STATED TASK
Return the passage of the tabletop role-playing post between "You get the" and "in your games.", inclusive, copied word for word.

TEXT EXCERPT
═══

You get the element of fear an suspense that isn't there versus NPCs....and nothing beats one player rolling while looking at his friend sadly and saying, "I'm so sorry, bro..."

Situations like that are memorable, tense, and dramatic when done by a group with a good dynamic who enjoys the game. If you have a bunch of entitled neckbeards who only feel good about their lives through their PCs....well....then I'd avoid mind control in your games.


Recommend you sic a clan of inbred ogres on 'em, complete with banjos, a fondness for calling PCs "hawgs" and the whole bit.

How many ogres ? How ever many it takes to realize a challenge for them. Starting run would be, say, six.

If they wipe them out in a hurry, play up being lost in the Appalachians, dawgs (worgs?) baying on the wind as more of the freaks come callin'...

═══

ENTRIES SHOWN
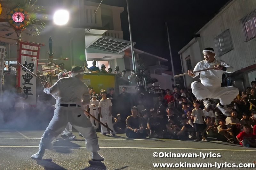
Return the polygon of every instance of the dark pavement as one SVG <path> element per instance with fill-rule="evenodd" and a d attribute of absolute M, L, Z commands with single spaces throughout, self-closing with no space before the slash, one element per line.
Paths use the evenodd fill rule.
<path fill-rule="evenodd" d="M 91 153 L 85 147 L 84 139 L 73 132 L 75 140 L 55 139 L 53 150 L 46 150 L 43 159 L 36 161 L 30 157 L 38 151 L 44 130 L 0 129 L 0 170 L 148 170 L 154 168 L 153 163 L 253 163 L 256 161 L 256 149 L 243 147 L 218 141 L 201 142 L 147 138 L 129 139 L 125 134 L 112 137 L 98 133 L 100 148 L 99 153 L 105 160 L 101 164 L 90 162 Z M 220 153 L 220 158 L 154 158 L 155 152 L 172 153 Z M 175 168 L 178 169 L 196 168 Z M 202 169 L 200 168 L 200 169 Z M 209 168 L 208 168 L 209 169 Z M 210 169 L 217 169 L 215 168 Z M 250 169 L 252 168 L 222 168 L 224 169 Z"/>

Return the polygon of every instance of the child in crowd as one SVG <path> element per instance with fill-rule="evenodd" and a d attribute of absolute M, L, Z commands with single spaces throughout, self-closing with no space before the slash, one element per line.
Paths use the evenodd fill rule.
<path fill-rule="evenodd" d="M 249 117 L 247 114 L 247 113 L 246 112 L 244 112 L 243 113 L 242 116 L 243 118 L 240 121 L 240 124 L 241 125 L 244 125 L 246 124 L 249 125 L 250 126 L 251 126 L 250 122 L 249 120 Z M 241 129 L 242 129 L 242 128 Z"/>
<path fill-rule="evenodd" d="M 226 137 L 228 139 L 228 142 L 230 144 L 234 144 L 234 135 L 232 130 L 231 128 L 228 128 L 228 126 L 225 124 L 226 122 L 225 120 L 220 119 L 219 123 L 220 125 L 218 126 L 218 129 L 220 133 Z"/>
<path fill-rule="evenodd" d="M 115 122 L 113 123 L 114 129 L 117 133 L 124 133 L 125 132 L 125 125 L 121 121 L 122 117 L 118 114 L 115 118 Z"/>
<path fill-rule="evenodd" d="M 198 100 L 193 102 L 193 105 L 195 107 L 195 108 L 192 111 L 192 115 L 194 118 L 194 123 L 196 133 L 196 138 L 198 140 L 200 140 L 199 132 L 201 132 L 203 137 L 202 140 L 207 141 L 208 141 L 206 139 L 204 134 L 205 125 L 204 124 L 203 119 L 204 112 L 203 112 L 203 110 L 199 108 L 200 104 L 200 102 Z"/>
<path fill-rule="evenodd" d="M 184 113 L 185 113 L 184 115 L 182 115 L 182 117 L 186 117 L 187 113 L 188 113 L 188 111 L 192 112 L 192 109 L 191 107 L 188 107 L 188 104 L 187 104 L 187 103 L 182 103 L 182 107 L 183 107 L 183 108 L 184 108 Z M 182 109 L 183 109 L 183 108 L 182 108 Z"/>
<path fill-rule="evenodd" d="M 212 123 L 212 118 L 210 116 L 207 116 L 205 119 L 207 126 L 205 131 L 207 137 L 214 137 L 217 135 L 219 133 L 218 126 L 214 125 Z"/>
<path fill-rule="evenodd" d="M 241 126 L 241 129 L 244 131 L 236 136 L 236 139 L 240 144 L 244 146 L 256 147 L 255 137 L 252 133 L 250 132 L 251 127 L 247 124 Z"/>
<path fill-rule="evenodd" d="M 111 100 L 108 98 L 107 98 L 107 92 L 105 90 L 100 91 L 100 95 L 102 96 L 102 99 L 100 101 L 99 107 L 100 108 L 100 122 L 106 124 L 107 121 L 108 127 L 113 130 L 113 132 L 111 132 L 111 136 L 116 135 L 116 132 L 114 130 L 113 123 L 112 122 L 112 115 L 111 111 L 112 103 Z M 107 135 L 108 132 L 107 128 L 101 125 L 101 134 L 103 135 Z"/>
<path fill-rule="evenodd" d="M 205 107 L 204 109 L 203 110 L 203 112 L 204 112 L 205 117 L 207 116 L 211 117 L 212 123 L 214 124 L 214 122 L 215 122 L 215 117 L 214 117 L 213 111 L 211 107 L 208 107 L 207 108 Z"/>
<path fill-rule="evenodd" d="M 95 117 L 97 119 L 98 118 L 99 114 L 100 112 L 99 111 L 99 104 L 100 102 L 96 99 L 97 97 L 97 95 L 95 93 L 94 93 L 92 96 L 92 99 L 90 100 L 90 103 L 89 104 L 89 108 L 90 108 L 90 114 Z M 95 121 L 95 120 L 90 117 L 90 121 L 92 124 L 92 126 L 95 130 L 99 128 L 99 123 Z M 94 122 L 95 122 L 95 125 Z"/>

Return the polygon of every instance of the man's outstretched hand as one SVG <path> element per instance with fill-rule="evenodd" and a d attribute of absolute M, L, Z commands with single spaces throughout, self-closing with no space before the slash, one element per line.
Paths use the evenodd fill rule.
<path fill-rule="evenodd" d="M 220 64 L 216 65 L 214 65 L 214 67 L 215 68 L 214 70 L 222 70 L 223 69 L 223 66 Z"/>
<path fill-rule="evenodd" d="M 45 81 L 44 82 L 42 82 L 42 84 L 44 86 L 44 88 L 45 89 L 46 88 L 49 88 L 50 87 L 50 84 L 48 81 Z"/>

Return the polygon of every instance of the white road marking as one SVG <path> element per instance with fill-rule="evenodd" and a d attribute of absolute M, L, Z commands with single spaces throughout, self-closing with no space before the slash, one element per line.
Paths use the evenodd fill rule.
<path fill-rule="evenodd" d="M 24 135 L 24 137 L 26 137 L 26 138 L 12 138 L 12 137 L 0 137 L 0 139 L 41 139 L 41 138 L 30 138 L 27 137 L 25 135 Z M 76 138 L 76 139 L 75 139 L 75 141 L 76 141 L 76 139 L 79 139 L 79 140 L 85 140 L 84 138 Z M 58 139 L 58 140 L 68 140 L 67 139 L 63 138 L 63 139 Z M 127 138 L 126 139 L 123 139 L 123 138 L 115 138 L 115 139 L 98 139 L 98 140 L 156 140 L 156 141 L 178 141 L 179 140 L 176 140 L 176 139 L 153 139 L 153 138 L 147 138 L 146 139 L 129 139 L 129 138 Z"/>
<path fill-rule="evenodd" d="M 38 146 L 0 146 L 0 148 L 38 148 Z M 85 146 L 53 146 L 55 148 L 84 148 Z M 100 147 L 102 149 L 175 149 L 180 150 L 205 150 L 211 151 L 246 151 L 255 152 L 256 150 L 246 150 L 240 149 L 218 149 L 205 148 L 149 148 L 140 147 Z"/>
<path fill-rule="evenodd" d="M 23 137 L 25 137 L 26 138 L 28 138 L 28 137 L 26 137 L 26 136 L 25 136 L 25 135 L 23 135 L 23 134 L 22 134 L 22 133 L 21 133 L 20 132 L 19 132 L 19 131 L 17 131 L 17 132 L 18 132 L 18 133 L 19 133 L 20 134 L 20 135 L 22 135 L 22 136 Z"/>

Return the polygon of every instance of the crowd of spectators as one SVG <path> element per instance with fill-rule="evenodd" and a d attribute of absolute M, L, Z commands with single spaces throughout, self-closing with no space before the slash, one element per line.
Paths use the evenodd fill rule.
<path fill-rule="evenodd" d="M 122 72 L 124 76 L 125 72 Z M 197 100 L 191 89 L 175 87 L 172 91 L 157 90 L 152 86 L 147 91 L 137 86 L 136 92 L 130 93 L 123 87 L 122 92 L 118 95 L 111 88 L 106 95 L 113 104 L 111 126 L 116 133 L 125 133 L 131 138 L 194 138 L 207 141 L 213 137 L 254 147 L 256 81 L 251 84 L 252 87 L 240 92 L 225 108 L 231 117 L 216 107 L 218 99 Z M 98 95 L 100 101 L 101 96 Z"/>

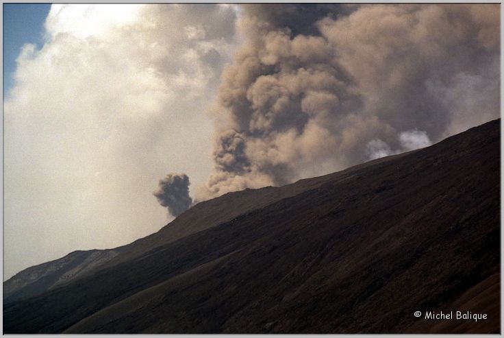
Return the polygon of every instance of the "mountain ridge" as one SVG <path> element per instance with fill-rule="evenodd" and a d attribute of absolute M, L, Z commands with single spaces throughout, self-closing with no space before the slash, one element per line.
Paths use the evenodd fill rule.
<path fill-rule="evenodd" d="M 4 304 L 5 331 L 498 332 L 499 128 L 495 120 L 424 149 L 256 191 L 255 200 L 266 196 L 249 213 Z M 238 200 L 220 200 L 220 208 L 247 199 L 223 202 Z M 213 203 L 179 217 L 189 222 Z M 474 290 L 491 290 L 481 299 L 493 317 L 479 326 L 412 315 Z M 125 306 L 136 297 L 143 303 Z"/>

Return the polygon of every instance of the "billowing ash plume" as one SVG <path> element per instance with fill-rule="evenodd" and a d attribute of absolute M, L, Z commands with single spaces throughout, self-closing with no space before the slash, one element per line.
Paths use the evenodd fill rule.
<path fill-rule="evenodd" d="M 436 142 L 499 116 L 498 5 L 245 5 L 203 200 Z M 396 150 L 392 150 L 396 149 Z"/>
<path fill-rule="evenodd" d="M 176 217 L 192 203 L 189 196 L 189 178 L 185 173 L 168 173 L 160 180 L 159 187 L 153 195 L 160 204 L 167 207 L 168 211 Z"/>

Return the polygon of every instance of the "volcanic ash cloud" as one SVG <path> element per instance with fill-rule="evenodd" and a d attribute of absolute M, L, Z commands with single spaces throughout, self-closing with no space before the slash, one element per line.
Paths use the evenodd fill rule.
<path fill-rule="evenodd" d="M 177 217 L 191 206 L 192 199 L 189 196 L 189 178 L 185 173 L 169 173 L 160 180 L 159 187 L 154 196 L 168 211 Z"/>
<path fill-rule="evenodd" d="M 197 200 L 425 147 L 498 117 L 499 21 L 494 5 L 242 5 L 245 43 L 223 74 L 215 167 Z"/>

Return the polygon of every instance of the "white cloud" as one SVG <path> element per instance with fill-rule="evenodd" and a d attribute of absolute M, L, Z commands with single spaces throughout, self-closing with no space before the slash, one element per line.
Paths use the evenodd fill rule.
<path fill-rule="evenodd" d="M 401 132 L 399 142 L 405 151 L 425 148 L 432 144 L 427 132 L 416 129 Z"/>
<path fill-rule="evenodd" d="M 5 102 L 5 276 L 166 223 L 167 173 L 203 182 L 208 105 L 237 44 L 236 8 L 53 5 Z M 196 27 L 187 34 L 185 27 Z"/>

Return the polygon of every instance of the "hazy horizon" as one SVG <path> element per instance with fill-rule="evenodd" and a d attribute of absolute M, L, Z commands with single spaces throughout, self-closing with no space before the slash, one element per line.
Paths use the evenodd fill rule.
<path fill-rule="evenodd" d="M 4 280 L 129 243 L 194 202 L 500 117 L 500 17 L 499 4 L 52 5 L 4 97 Z"/>

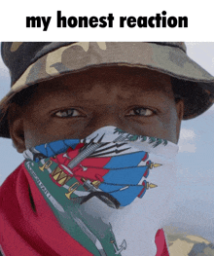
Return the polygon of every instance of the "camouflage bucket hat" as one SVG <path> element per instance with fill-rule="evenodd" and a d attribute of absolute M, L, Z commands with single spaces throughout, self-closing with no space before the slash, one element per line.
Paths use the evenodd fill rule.
<path fill-rule="evenodd" d="M 7 110 L 21 90 L 42 81 L 91 67 L 149 68 L 171 77 L 174 93 L 185 102 L 184 119 L 208 109 L 214 98 L 214 77 L 186 54 L 178 42 L 10 42 L 2 57 L 11 74 L 11 91 L 0 101 L 0 136 L 10 137 Z"/>

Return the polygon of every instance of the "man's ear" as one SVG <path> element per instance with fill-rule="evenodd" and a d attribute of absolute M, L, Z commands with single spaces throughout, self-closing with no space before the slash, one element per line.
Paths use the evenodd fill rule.
<path fill-rule="evenodd" d="M 21 107 L 12 103 L 8 110 L 8 125 L 10 135 L 18 153 L 25 150 L 24 129 Z"/>
<path fill-rule="evenodd" d="M 176 110 L 177 110 L 176 136 L 177 136 L 177 142 L 178 142 L 179 135 L 180 135 L 180 129 L 181 129 L 181 121 L 184 116 L 184 100 L 183 99 L 179 99 L 179 101 L 176 102 Z"/>

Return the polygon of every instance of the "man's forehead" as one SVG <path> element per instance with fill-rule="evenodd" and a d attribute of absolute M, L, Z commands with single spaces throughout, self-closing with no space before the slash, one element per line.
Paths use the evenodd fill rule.
<path fill-rule="evenodd" d="M 42 82 L 39 85 L 39 89 L 44 91 L 69 91 L 74 93 L 99 91 L 102 87 L 106 93 L 120 90 L 123 90 L 124 93 L 153 91 L 172 92 L 168 75 L 146 68 L 123 66 L 90 68 Z"/>

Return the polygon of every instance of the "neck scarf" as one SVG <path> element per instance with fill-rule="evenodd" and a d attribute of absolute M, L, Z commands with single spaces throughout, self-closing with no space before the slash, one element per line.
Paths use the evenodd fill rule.
<path fill-rule="evenodd" d="M 164 139 L 105 127 L 23 155 L 59 226 L 92 255 L 168 255 L 159 254 L 156 238 L 172 210 L 177 151 Z"/>

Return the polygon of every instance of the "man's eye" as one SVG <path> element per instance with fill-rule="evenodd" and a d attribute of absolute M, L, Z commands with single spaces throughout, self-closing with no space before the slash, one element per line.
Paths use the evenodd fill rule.
<path fill-rule="evenodd" d="M 148 108 L 134 108 L 128 113 L 128 116 L 150 117 L 153 114 L 154 114 L 154 111 Z"/>
<path fill-rule="evenodd" d="M 76 109 L 70 108 L 56 112 L 55 116 L 59 118 L 67 118 L 81 116 L 81 114 Z"/>

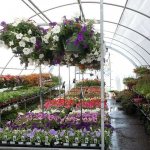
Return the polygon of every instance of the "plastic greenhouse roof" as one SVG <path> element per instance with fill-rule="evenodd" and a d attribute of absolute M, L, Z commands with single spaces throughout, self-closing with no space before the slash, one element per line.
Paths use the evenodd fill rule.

═══

ANSWER TO THIS TASK
You get the element of fear an suspense that isn't there versus NPCs....and nothing beats one player rolling while looking at his friend sadly and saying, "I'm so sorry, bro..."

Situations like that are memorable, tense, and dramatic when done by a group with a good dynamic who enjoys the game. If you have a bunch of entitled neckbeards who only feel good about their lives through their PCs....well....then I'd avoid mind control in your games.